** Required action **
Check every line of the entries below for the word "point", and copy the ones that have it.

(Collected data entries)
+---+

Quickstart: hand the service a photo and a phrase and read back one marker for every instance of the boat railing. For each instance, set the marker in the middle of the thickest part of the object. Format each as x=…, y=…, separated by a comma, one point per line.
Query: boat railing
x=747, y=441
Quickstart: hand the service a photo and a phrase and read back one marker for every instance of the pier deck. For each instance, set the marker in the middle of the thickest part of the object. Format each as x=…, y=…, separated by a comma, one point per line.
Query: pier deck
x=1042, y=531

+---+

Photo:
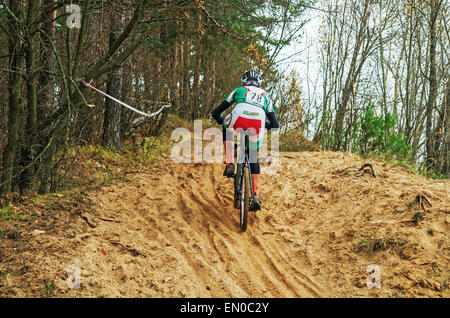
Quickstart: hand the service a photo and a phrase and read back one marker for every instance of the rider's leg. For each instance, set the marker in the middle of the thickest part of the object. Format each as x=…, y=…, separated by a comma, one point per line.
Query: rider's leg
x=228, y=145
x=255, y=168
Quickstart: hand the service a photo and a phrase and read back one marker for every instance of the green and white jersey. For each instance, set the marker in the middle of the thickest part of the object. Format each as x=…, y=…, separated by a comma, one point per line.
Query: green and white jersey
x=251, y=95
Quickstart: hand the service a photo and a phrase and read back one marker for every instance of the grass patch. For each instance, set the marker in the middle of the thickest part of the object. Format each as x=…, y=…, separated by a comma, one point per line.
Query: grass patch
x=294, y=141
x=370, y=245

+---+

** Expected output **
Quickstart: hand the service a photo and a phrase and read back one marker for every instance of the boat railing. For each instance, set the marker in the middle of the thickest part of the object. Format each as x=…, y=…, separated by a comma, one point per line.
Quickstart: hand the service a photo and a phrase and read back one marker for every instance of the pier deck. For each instance, set the marker in the middle of the thickest part of the object. Format each as x=…, y=…, separated by a comma, one point per line.
Quickstart: hand the service a photo and a phrase and read back one marker for every instance of the rider's leg. For each instance, set the marker in the middle of the thickest part of the object. Format each as x=…, y=…, separated by a comma, one point per line.
Quickstart: hand the service a photo and a phrase and read back one marker for every instance of the green and white jersey. For each instance, set the marker in the middle of the thickest part of the object. Format each as x=…, y=…, separated by a comma, one point per line.
Quickstart: hand the service a photo and a phrase and read back one marker for every instance of the grass patch. For each instance, set the marker in the middle of the thickest part of the object. Format each as x=…, y=…, separated by a comma, one point per line.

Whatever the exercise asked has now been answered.